TASK STATEMENT: Pull out of the data below the stretch of lines bounded by the one containing "One point per instance, written like point(286, 277)" and the one containing "One point per instance, written like point(394, 28)", both bounds included, unchanged.

-- DATA EXTRACTS follows --

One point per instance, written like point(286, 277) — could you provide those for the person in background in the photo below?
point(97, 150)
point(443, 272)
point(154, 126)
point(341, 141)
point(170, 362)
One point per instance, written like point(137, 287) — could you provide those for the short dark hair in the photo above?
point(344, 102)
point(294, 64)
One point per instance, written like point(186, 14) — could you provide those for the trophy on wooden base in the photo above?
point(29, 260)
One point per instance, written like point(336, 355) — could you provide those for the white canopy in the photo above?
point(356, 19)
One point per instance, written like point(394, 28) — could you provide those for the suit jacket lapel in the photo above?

-- DATA EXTRACTS concluded --
-- DATA EXTRACTS follows --

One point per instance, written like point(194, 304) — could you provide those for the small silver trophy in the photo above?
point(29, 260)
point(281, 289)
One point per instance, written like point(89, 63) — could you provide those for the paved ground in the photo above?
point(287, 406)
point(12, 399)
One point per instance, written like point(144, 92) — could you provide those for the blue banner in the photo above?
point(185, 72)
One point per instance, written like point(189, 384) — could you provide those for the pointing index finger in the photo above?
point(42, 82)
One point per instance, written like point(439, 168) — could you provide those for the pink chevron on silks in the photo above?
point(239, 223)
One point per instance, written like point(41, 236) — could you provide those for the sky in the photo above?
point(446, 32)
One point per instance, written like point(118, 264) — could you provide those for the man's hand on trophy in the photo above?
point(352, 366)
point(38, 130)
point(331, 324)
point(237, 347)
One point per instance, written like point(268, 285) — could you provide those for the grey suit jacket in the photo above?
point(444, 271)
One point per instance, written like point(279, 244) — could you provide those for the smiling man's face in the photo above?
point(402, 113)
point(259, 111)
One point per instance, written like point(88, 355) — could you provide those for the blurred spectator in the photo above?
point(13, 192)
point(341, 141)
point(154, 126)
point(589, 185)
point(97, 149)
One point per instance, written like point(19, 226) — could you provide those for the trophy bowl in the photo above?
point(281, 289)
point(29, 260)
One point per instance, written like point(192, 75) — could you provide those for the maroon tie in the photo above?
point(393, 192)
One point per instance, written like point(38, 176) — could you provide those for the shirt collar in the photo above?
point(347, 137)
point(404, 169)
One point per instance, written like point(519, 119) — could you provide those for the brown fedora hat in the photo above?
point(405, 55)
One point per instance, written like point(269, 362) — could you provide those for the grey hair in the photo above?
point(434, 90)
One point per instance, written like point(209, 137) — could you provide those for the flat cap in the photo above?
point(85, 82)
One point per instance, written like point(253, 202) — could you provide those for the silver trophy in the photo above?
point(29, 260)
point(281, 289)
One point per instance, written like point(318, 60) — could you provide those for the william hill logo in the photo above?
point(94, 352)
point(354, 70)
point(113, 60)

-- DATA EXTRACTS concluded --
-- DATA EXTRACTS follows --

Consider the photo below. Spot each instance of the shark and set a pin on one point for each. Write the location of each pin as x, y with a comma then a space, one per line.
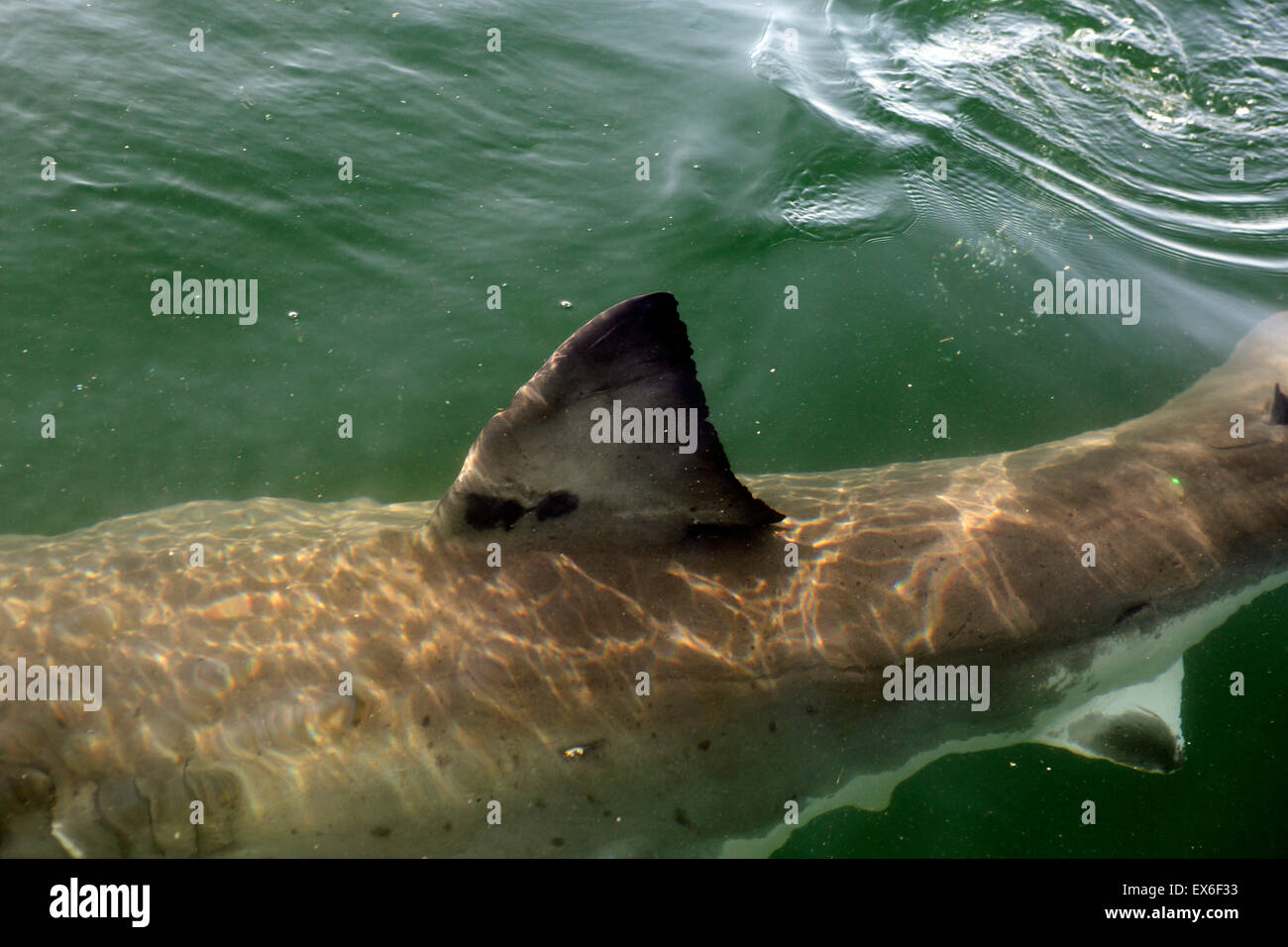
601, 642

-- DATA EXTRACTS concluded --

SOLUTION TO THE PROBLEM:
One point per instance, written like point(286, 277) — could you provide those for the person in background in the photo below?
point(97, 150)
point(443, 272)
point(154, 126)
point(341, 141)
point(170, 362)
One point per instance, written like point(137, 287) — could you provide those for the short dark hair in the photo above?
point(344, 102)
point(294, 64)
One point per instance, written like point(186, 14) — could you provide those for the trophy on wooden base in the photo above?
point(29, 260)
One point per instance, written like point(336, 355) — could you provide those for the white canopy in the photo above?
point(356, 19)
One point per instance, written like point(394, 28) — could you provide those for the suit jacket lapel in the photo above?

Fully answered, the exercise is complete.